Work item ::
Since the pictures are not wanted, copy only the text of every record exactly.

Given entries ::

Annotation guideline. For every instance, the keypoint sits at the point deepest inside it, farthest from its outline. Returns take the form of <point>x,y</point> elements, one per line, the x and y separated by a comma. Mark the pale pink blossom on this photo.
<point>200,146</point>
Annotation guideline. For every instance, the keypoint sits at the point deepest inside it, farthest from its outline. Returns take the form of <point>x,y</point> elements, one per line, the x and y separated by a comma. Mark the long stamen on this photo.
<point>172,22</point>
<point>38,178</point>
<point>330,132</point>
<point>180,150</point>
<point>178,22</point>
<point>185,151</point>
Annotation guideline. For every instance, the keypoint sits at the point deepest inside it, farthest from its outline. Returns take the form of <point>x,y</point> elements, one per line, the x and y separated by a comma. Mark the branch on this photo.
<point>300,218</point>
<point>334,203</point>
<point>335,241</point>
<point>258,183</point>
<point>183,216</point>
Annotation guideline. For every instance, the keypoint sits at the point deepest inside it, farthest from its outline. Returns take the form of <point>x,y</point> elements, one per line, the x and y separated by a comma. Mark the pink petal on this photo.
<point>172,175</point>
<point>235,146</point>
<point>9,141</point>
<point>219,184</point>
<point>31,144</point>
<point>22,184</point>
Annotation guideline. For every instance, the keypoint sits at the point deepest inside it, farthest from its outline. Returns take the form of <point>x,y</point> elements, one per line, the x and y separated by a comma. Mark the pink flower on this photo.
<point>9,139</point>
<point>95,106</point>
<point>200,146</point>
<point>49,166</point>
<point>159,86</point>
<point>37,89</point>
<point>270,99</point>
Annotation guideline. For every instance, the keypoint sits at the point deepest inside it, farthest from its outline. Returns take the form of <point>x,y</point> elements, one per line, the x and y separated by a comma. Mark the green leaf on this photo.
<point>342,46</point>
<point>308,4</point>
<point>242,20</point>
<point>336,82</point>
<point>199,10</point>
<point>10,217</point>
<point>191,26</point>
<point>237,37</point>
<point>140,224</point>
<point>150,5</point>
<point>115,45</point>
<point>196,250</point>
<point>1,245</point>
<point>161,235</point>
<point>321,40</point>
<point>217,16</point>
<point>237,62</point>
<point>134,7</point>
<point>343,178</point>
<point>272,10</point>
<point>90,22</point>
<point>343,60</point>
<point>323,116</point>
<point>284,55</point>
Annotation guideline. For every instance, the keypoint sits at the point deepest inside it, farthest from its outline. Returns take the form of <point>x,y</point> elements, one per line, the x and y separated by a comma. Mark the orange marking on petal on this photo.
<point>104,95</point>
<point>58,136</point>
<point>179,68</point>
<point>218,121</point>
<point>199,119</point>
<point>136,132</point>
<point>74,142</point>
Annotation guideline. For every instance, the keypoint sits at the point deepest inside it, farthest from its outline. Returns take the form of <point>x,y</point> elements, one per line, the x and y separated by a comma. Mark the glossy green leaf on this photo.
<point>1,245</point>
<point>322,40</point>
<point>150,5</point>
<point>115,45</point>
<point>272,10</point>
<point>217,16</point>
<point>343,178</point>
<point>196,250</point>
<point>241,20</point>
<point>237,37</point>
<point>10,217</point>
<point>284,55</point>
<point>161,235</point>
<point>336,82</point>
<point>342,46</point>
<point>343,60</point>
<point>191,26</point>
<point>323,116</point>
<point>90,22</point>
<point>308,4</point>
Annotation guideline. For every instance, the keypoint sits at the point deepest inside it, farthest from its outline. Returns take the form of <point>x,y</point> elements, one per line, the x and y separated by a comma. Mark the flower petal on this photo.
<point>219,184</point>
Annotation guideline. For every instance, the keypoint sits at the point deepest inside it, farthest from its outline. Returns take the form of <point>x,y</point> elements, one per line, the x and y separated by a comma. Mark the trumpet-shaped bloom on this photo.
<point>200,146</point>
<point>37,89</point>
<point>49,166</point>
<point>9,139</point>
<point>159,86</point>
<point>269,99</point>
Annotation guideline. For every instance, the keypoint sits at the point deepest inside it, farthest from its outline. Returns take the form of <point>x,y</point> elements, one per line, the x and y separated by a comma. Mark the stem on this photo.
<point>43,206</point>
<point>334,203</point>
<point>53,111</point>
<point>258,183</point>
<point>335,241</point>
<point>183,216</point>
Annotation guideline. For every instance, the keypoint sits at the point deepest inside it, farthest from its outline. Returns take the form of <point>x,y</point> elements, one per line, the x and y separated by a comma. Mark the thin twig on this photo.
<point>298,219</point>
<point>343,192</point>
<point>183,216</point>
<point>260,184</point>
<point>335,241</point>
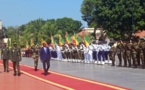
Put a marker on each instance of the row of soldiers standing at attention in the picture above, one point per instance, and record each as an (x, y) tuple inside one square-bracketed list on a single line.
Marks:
[(13, 54), (132, 52), (93, 53)]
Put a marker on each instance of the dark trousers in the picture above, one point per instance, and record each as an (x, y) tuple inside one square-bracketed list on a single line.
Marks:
[(95, 55), (6, 65), (16, 66), (46, 65)]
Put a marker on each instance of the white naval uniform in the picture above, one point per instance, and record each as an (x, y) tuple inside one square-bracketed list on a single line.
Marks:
[(59, 53)]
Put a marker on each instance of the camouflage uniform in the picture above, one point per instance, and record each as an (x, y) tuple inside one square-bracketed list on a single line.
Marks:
[(35, 56), (134, 54), (124, 54), (141, 49), (5, 55), (16, 58), (112, 55), (128, 53), (119, 53)]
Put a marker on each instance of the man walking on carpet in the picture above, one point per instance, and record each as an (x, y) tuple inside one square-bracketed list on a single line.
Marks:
[(45, 57)]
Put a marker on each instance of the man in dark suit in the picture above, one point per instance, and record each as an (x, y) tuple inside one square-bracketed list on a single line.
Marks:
[(16, 58), (45, 57), (5, 54)]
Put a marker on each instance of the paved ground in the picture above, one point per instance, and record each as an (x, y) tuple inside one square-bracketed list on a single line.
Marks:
[(23, 82), (121, 76)]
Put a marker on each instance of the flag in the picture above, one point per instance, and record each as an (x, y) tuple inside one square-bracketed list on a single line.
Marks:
[(43, 41), (31, 42), (9, 43), (53, 42), (86, 40), (75, 40), (67, 38), (27, 45), (61, 40)]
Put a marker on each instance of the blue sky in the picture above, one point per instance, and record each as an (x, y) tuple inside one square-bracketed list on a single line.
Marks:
[(18, 12)]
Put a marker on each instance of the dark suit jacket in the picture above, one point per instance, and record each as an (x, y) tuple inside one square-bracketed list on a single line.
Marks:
[(45, 55)]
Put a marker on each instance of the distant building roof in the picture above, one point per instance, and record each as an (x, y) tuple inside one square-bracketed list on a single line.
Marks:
[(140, 33)]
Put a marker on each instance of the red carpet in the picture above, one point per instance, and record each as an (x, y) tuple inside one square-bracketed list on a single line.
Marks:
[(66, 81)]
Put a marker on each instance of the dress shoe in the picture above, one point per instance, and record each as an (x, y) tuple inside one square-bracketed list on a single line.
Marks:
[(19, 74), (14, 74)]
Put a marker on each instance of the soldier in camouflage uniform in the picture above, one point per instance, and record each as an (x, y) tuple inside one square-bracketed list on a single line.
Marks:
[(112, 53), (141, 49), (119, 53), (134, 54), (128, 53), (35, 56), (5, 55), (16, 58), (124, 53)]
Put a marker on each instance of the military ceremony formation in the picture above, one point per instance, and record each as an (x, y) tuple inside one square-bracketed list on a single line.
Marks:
[(129, 53)]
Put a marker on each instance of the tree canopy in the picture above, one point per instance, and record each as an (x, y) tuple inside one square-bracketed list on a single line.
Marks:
[(42, 29), (117, 17)]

Your response ::
Annotation guideline. For every instance, the keypoint sits at the point deepest inside it, farthest from its outline. Returns take the form of <point>x,y</point> elements, one per line, the x and y separated by a comma. Mark the pale pink blossom on this photo.
<point>200,146</point>
Annotation guideline. For every instance, the keypoint sits at the point deepest inside it, farthest from its outline. Returns take the form of <point>x,y</point> elements, one per line, the x and y separated by a comma. Mark the long stamen on this photo.
<point>172,22</point>
<point>38,178</point>
<point>330,132</point>
<point>180,150</point>
<point>178,22</point>
<point>185,151</point>
Annotation guideline. For every instance, the keypoint sits at the point deepest inside it, farthest from its outline. Returns take the form of <point>x,y</point> elements, one per line, the x and y separated by a comma. Mark the branch on this photo.
<point>300,218</point>
<point>334,203</point>
<point>335,241</point>
<point>258,183</point>
<point>183,216</point>
Annotation guideline. For every instance, the keypoint sits at the point deepest inside it, farthest from its outline. Returns take the form of <point>x,y</point> elements, one per line, the x and y separated by a comma. Mark the pink petal on this photo.
<point>172,175</point>
<point>235,146</point>
<point>9,141</point>
<point>219,184</point>
<point>31,144</point>
<point>22,184</point>
Annotation guideline. For every instance, the keypoint sits at the point deepest inside it, farthest from its outline. Returns take the form of <point>x,y</point> elements, one per line, the x and y separated by a comma. Mark the pink flower on this photo.
<point>9,139</point>
<point>95,106</point>
<point>200,146</point>
<point>49,166</point>
<point>159,86</point>
<point>37,89</point>
<point>270,99</point>
Annotation guideline. For every instance, the keypoint sits at the point deepest inside it, farthest from its outline. Returns take the form of <point>x,y</point> elements, one per line, the x and y separated by a comma. Mark the green leaf on this photo.
<point>342,46</point>
<point>308,4</point>
<point>242,20</point>
<point>336,82</point>
<point>199,10</point>
<point>10,217</point>
<point>191,26</point>
<point>237,37</point>
<point>140,224</point>
<point>150,5</point>
<point>115,45</point>
<point>196,250</point>
<point>1,245</point>
<point>161,235</point>
<point>321,40</point>
<point>217,16</point>
<point>237,62</point>
<point>134,7</point>
<point>343,178</point>
<point>272,10</point>
<point>90,22</point>
<point>343,60</point>
<point>323,116</point>
<point>284,55</point>
Annotation guideline. For every instance, the keypoint sits at the point deepest inside it, farthest from its outline. Returns take the form of <point>x,y</point> elements, one per line, the x and y separated by a comma. Mark the orange marking on petal on this photo.
<point>104,95</point>
<point>58,136</point>
<point>179,68</point>
<point>218,121</point>
<point>199,119</point>
<point>136,132</point>
<point>74,142</point>
Annotation guideline. For every instance, the keypoint sits at the point deepest inside it, farthest from its outline. Returns take the form of <point>x,y</point> elements, one per line, the x and y separated by a comma. Mark the glossy green leaf on this photo.
<point>1,245</point>
<point>322,40</point>
<point>150,5</point>
<point>115,45</point>
<point>272,10</point>
<point>217,16</point>
<point>343,178</point>
<point>196,250</point>
<point>241,20</point>
<point>237,37</point>
<point>10,217</point>
<point>284,55</point>
<point>161,235</point>
<point>336,82</point>
<point>342,46</point>
<point>343,60</point>
<point>191,26</point>
<point>323,116</point>
<point>90,22</point>
<point>308,4</point>
Annotation guideline. For every instance, the keypoint sits at the point deepest inside it, farthest from its outline. Returns take the form of <point>x,y</point> elements, one per line, the x and y separated by a comma. Mark the flower petal on this photo.
<point>219,184</point>
Annotation guideline. For every instance, the keypoint sits at the point deepest inside it, farthest from its outline. Returns take the form of <point>x,y</point> elements, one per line, the x and y separated by a comma. Mark the trumpet-shaped bloom on this photo.
<point>200,146</point>
<point>37,89</point>
<point>49,166</point>
<point>9,139</point>
<point>159,86</point>
<point>269,99</point>
Annotation guideline. For every instance, the keypoint sits at the point deepest inside it, farthest from its outline. Returns take the form of <point>x,y</point> elements, one per line, the x and y separated by a comma. Mark the stem on this photo.
<point>43,206</point>
<point>334,203</point>
<point>53,111</point>
<point>258,183</point>
<point>335,241</point>
<point>183,216</point>
Annotation guideline. For every instance, the keypoint sits at the point deepest inside it, farthest from its outline. Returns take the form of <point>x,y</point> elements, one per line, the x and y separated by a comma. Mark the thin twig on this photo.
<point>298,219</point>
<point>343,192</point>
<point>183,216</point>
<point>260,184</point>
<point>335,241</point>
Put a marker on each instance of the row of soldiers standing at attention in the picture above, one point per instance, and record each as an (x, y) tuple inside one square-bracketed list on a single line.
Marks:
[(13, 54), (132, 52), (93, 53)]
Put a marker on each instance of the dark trousers in the picture above, one point per instance, and record each as an (x, y) tuple inside one square-bracketed list on a single line.
Marks:
[(95, 55), (6, 65), (16, 66), (46, 65)]
Put a marker on each instance of the white naval uniform in the picture above, one point per instance, and record each as an (x, y) tuple inside one square-bracketed list on a single line.
Marks:
[(59, 53)]
Put a marker on each instance of the camouflage uniform in the picture above, one point per instance, and record each as an (x, y) tuple inside one square-bracketed list on a single line.
Marks:
[(35, 56), (134, 54), (124, 54), (141, 49), (5, 55), (16, 58), (112, 55), (128, 53), (119, 53)]
Put a marker on each instance of the man walking on carpet in the picture above, one point per instance, and record each as an (x, y) tuple inside one square-bracketed list on a single line.
Marks:
[(45, 57)]
Put a marker on each instance of the man in dark suit in the picture above, one point per instance, and record each as an (x, y) tuple inside one square-bracketed list on a single line.
Marks:
[(16, 58), (45, 57), (5, 54)]
Put a marker on each instance of the paved ground in the picture above, one point per instance, and record each as an (x, y) tuple inside one square-bracketed list on a single line.
Marks:
[(23, 82), (121, 76)]
Put a marker on each instance of the flag in the picture above, one point per instance, and record each as an (x, y) tuple inside one square-bracketed list on a single line.
Marks:
[(43, 41), (31, 42), (9, 43), (53, 42), (86, 40), (75, 40), (67, 38), (27, 45), (61, 40)]
Put a marker on each instance of the blue sky in the picture above, one point per instance, and record each as an (x, y) tuple inside one square-bracketed list on a single line.
Marks:
[(18, 12)]
Put a marker on each instance of the dark suit jacket in the picture above, one point per instance, and record each as an (x, y) tuple inside one square-bracketed list on a single line.
Marks:
[(45, 55)]
Put a marker on each instance of the distant building roof in the picture above, one point per instance, and record each as an (x, y) tuple inside one square-bracketed list on a single line.
Marks:
[(140, 33)]
Put a marker on each instance of the red carpet in the picture above, one point per instance, and record each as an (x, y) tuple inside one square-bracketed list on a single line.
Marks:
[(66, 81)]
Put a marker on each instance of the dress shoe in the picture above, one point per instance, and record each as an (x, y) tuple inside one square-bracketed list on a single line.
Marks:
[(19, 74), (14, 74)]
Put a marker on each instance of the soldier in camouflage uniform in the picture above, one point per instance, and record each as an (x, y) tuple inside one square-bracketed list on a single line.
Marks:
[(112, 53), (141, 49), (119, 53), (134, 54), (128, 53), (35, 56), (5, 55), (16, 58), (124, 53)]
Put a marker on each instance of the military ceremony formation in the picture above, one point per instance, and record each as an (x, y) tuple inside one square-bracketed list on a single line.
Marks:
[(129, 53)]
Put a marker on each instance of the tree canopy in the picture above, one point per instance, and record each as an (x, y) tuple inside one square-bracketed list on a single line.
Marks:
[(42, 29), (117, 17)]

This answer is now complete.